## [Stated exercise]
Each entry below should be reproduced character for character.

-- begin Data excerpts --

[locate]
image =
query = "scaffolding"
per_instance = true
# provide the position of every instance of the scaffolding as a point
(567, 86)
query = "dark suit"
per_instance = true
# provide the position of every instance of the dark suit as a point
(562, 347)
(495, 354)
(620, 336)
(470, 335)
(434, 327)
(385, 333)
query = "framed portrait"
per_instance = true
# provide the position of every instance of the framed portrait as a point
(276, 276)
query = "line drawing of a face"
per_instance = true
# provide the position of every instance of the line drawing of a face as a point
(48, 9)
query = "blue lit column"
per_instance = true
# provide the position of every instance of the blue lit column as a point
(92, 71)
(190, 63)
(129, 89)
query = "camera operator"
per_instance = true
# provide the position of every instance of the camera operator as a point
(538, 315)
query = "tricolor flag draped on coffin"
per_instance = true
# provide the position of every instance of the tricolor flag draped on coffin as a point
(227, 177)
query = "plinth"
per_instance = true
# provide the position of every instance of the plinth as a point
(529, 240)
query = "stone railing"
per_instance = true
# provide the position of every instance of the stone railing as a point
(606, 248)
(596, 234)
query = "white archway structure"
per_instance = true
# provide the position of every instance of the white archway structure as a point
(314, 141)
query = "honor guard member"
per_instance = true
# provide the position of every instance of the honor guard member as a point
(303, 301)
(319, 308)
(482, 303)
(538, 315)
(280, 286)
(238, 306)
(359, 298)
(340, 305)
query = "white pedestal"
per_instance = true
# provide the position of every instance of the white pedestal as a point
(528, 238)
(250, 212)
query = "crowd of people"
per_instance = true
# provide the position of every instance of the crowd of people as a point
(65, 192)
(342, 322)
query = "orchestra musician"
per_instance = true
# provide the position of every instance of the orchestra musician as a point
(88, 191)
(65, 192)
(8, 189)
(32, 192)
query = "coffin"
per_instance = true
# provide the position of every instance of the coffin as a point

-- end Data excerpts --

## [Full output]
[locate]
image =
query = "scaffolding"
per_instance = true
# provide the position of every instance of the scaffolding as a point
(567, 86)
query = "dark suit"
per_instance = true
# provide the position of every instance of the dark suit as a point
(562, 347)
(495, 354)
(620, 336)
(470, 335)
(434, 327)
(385, 333)
query = "framed portrait"
per_instance = true
# provide the position of every instance of the framed portrait as a point
(276, 276)
query = "line drawing of a face"
per_instance = true
# provide the position of every instance of the line drawing of a face as a point
(48, 9)
query = "blue lit column"
per_instance = true
# provide the position of every instance of the blue lit column as a point
(92, 71)
(190, 63)
(129, 89)
query = "camera operator"
per_instance = true
# provide the position of every instance of the camera operator as a point
(538, 315)
query = "tricolor flag draped on coffin"
per_instance = true
# provide the position of every instance of the tricolor flag draped on coffin as a point
(227, 177)
query = "plinth"
per_instance = true
# provide the position of every instance of the plinth as a point
(529, 240)
query = "stone railing"
per_instance = true
# provide the position of every instance of the stone railing as a point
(606, 248)
(596, 234)
query = "white archway structure"
per_instance = true
# provide the position of every instance of the white archway structure as a point
(314, 141)
query = "honor guard member"
per_instance = true
# provide the position of every instance of the honor guard member as a point
(303, 301)
(319, 308)
(482, 303)
(538, 315)
(280, 286)
(238, 306)
(359, 298)
(340, 305)
query = "white pedestal"
per_instance = true
# provide the position of every instance of the white pedestal as a point
(528, 238)
(250, 212)
query = "crowd of people"
per_instance = true
# provide the position of every instance of the crowd of people as a point
(65, 192)
(342, 322)
query = "orchestra musician"
per_instance = true
# provide the position of every instance of the orchestra musician as a point
(88, 191)
(65, 192)
(8, 189)
(32, 192)
query = "coffin"
per_instance = true
# provide the position of every instance of the coffin as a point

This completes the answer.